**Exercise task:** In the code review excerpt below, list every parameter of the function @_iota_dim0_dispatch_0_generic_2x3 together with its type.

**Passage to read:**
------------

I didn't have time to look into the details but I'm going to revert this for now so that we have a healthy ToT and nobody hits the same problem.
Sorry for the inconvenience.

awarzynski added a comment.EditedFeb 7 2023, 3:58 AM

@dcaballe It actually seems fine to me 🤔 . I reduced your example to:

module {
  func.func @_iota_dim0_dispatch_0_generic_2x3(%1: index, %2: index, %3: index, %4: index, %5: tensor<2x3xf32>) -> tensor<2x3xf32>{
    %c3 = arith.constant 3 : index
    %6 = scf.for %arg1 = %3 to %c3 step %4 iter_args(%arg3 = %5) -> (tensor<2x3xf32>) {
      %extracted_slice = tensor.extract_slice %arg3[%arg1, 0] [1, 3] [1, 1] : tensor<2x3xf32> to tensor<1x3xf32>
      %7 = linalg.generic {indexing_maps = [affine_map<(d0, d1) -> (d0, d1)>], iterator_types = ["parallel", "parallel"]} outs(%extracted_slice : tensor<1x3xf32>) {
      ^bb0(%out: f32):
        %8 = linalg.index 0 : index
        %9 = affine.apply affine_map<(d0, d1) -> (d0 + d1)>(%arg1, %8)

------------

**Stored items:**
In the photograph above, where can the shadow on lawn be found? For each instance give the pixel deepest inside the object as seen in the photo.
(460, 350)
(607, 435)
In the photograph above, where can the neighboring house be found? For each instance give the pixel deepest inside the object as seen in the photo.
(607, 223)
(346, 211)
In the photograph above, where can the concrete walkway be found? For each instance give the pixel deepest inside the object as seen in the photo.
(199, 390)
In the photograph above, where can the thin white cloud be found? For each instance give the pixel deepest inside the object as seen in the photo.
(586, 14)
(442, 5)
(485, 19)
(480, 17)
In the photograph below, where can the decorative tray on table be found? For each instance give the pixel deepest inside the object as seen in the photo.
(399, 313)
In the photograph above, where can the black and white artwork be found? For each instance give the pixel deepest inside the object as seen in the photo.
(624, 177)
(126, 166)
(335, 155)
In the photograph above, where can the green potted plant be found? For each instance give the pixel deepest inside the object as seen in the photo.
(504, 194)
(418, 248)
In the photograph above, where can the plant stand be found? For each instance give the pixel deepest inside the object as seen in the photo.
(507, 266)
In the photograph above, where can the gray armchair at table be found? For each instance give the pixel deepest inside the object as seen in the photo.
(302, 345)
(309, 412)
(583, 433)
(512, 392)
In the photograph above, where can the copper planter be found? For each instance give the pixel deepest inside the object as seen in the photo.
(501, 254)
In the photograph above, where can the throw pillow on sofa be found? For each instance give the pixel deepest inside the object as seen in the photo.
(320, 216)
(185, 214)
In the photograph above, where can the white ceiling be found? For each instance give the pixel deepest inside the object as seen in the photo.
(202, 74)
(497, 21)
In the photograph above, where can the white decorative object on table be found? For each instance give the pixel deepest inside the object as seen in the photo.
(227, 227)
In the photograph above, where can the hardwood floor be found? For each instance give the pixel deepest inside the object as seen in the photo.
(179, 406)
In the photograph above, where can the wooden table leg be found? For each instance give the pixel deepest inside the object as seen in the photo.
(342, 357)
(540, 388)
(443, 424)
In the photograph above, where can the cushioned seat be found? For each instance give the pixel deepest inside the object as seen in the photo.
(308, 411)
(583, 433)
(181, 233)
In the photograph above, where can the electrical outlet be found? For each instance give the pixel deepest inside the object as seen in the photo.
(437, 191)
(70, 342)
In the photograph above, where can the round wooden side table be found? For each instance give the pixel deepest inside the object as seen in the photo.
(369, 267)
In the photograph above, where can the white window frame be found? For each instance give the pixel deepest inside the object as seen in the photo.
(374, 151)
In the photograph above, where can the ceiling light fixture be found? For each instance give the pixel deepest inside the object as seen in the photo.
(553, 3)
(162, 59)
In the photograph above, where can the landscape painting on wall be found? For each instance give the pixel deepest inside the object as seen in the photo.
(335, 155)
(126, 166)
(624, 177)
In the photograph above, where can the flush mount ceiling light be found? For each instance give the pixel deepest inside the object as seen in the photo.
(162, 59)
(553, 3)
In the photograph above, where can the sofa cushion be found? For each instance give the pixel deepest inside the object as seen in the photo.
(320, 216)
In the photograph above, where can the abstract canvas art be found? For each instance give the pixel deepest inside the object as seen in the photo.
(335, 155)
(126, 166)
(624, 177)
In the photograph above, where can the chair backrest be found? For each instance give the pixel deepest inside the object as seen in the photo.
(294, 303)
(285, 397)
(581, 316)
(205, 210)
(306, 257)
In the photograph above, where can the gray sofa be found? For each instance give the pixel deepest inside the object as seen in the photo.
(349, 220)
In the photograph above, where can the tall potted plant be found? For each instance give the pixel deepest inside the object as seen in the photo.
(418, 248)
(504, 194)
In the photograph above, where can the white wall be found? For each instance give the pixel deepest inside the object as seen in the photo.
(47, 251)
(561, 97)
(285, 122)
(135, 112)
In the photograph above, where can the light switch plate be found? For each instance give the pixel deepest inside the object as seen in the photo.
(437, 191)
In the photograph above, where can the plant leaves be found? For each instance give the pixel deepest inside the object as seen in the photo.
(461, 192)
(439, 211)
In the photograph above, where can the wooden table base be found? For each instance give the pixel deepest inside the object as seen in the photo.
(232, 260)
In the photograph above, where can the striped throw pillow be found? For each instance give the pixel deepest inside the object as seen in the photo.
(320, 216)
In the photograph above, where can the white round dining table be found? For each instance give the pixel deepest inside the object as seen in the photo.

------------

**Final answer:**
%1: index
%2: index
%3: index
%4: index
%5: tensor<2x3xf32>